▸ **What you will do**: Return all of the entries exactly, with nothing added or left out.

+++ Data excerpts +++

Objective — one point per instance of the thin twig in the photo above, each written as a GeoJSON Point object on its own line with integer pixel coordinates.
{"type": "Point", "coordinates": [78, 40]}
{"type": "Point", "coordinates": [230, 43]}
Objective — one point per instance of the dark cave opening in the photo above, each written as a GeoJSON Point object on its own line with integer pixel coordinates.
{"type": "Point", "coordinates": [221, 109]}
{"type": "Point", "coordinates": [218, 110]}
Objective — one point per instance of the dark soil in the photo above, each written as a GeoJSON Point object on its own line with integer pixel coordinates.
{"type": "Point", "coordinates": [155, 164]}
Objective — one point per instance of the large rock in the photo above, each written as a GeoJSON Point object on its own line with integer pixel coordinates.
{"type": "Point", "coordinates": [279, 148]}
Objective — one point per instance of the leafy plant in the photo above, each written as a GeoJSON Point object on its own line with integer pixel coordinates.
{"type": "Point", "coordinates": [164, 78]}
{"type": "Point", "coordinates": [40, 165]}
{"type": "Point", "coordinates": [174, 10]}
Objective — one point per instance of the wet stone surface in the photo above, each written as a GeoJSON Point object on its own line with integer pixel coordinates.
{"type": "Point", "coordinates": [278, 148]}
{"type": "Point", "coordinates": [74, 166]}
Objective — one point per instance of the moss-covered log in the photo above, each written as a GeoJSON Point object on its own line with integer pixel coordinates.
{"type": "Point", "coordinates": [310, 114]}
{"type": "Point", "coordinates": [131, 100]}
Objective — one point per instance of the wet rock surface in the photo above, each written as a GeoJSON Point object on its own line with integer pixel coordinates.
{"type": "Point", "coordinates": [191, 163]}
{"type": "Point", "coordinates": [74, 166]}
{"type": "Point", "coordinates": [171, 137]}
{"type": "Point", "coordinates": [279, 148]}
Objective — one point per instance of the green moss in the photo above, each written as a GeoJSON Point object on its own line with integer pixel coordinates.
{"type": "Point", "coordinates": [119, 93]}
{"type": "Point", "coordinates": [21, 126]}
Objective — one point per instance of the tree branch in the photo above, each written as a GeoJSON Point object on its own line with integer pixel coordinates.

+++

▸ **Written answer**:
Objective — one point per instance of the thin twig in the photo above, each written as a GeoJSON Point object on its own line with integer pixel coordinates.
{"type": "Point", "coordinates": [78, 40]}
{"type": "Point", "coordinates": [230, 43]}
Objective — one point per instance of the dark cave opening in the photo above, each written as a GeoJSON Point object on its own line with integer pixel coordinates.
{"type": "Point", "coordinates": [221, 109]}
{"type": "Point", "coordinates": [218, 110]}
Objective — one point per instance of the dark soil in the photo above, each written as a GeoJSON Point object on its own line with integer pixel coordinates.
{"type": "Point", "coordinates": [155, 164]}
Objective — one point per instance of the large rock in the photo above, each written as a GeoJSON Point object on its own line with integer pixel coordinates.
{"type": "Point", "coordinates": [279, 148]}
Objective — one point per instance of the leafy plant in the photo above, each written as a GeoJSON Point object on its own line with integer pixel coordinates.
{"type": "Point", "coordinates": [164, 78]}
{"type": "Point", "coordinates": [40, 165]}
{"type": "Point", "coordinates": [174, 10]}
Objective — one point per instance of the wet stone surface in the photo above, each written as a GeoJSON Point object on its own line with integer pixel coordinates.
{"type": "Point", "coordinates": [278, 148]}
{"type": "Point", "coordinates": [74, 166]}
Objective — one point per instance of the moss-covered log in the photo above, each written as a GeoJSON Point object on its own line with integer pixel coordinates.
{"type": "Point", "coordinates": [310, 114]}
{"type": "Point", "coordinates": [131, 100]}
Objective — one point per instance of the wet rock surface in the photo above, each written as a GeoJSON Point object on its own line with integer pixel coordinates.
{"type": "Point", "coordinates": [191, 163]}
{"type": "Point", "coordinates": [74, 166]}
{"type": "Point", "coordinates": [171, 137]}
{"type": "Point", "coordinates": [279, 148]}
Objective — one point per instance of the green moss in the photo above, each written as a GeoJSON Point object on its own line with integer pixel coordinates.
{"type": "Point", "coordinates": [119, 93]}
{"type": "Point", "coordinates": [21, 126]}
Objective — one point per instance of the tree branch in the photo above, each written as a GeoJSON Point object on its own line with integer pixel coordinates.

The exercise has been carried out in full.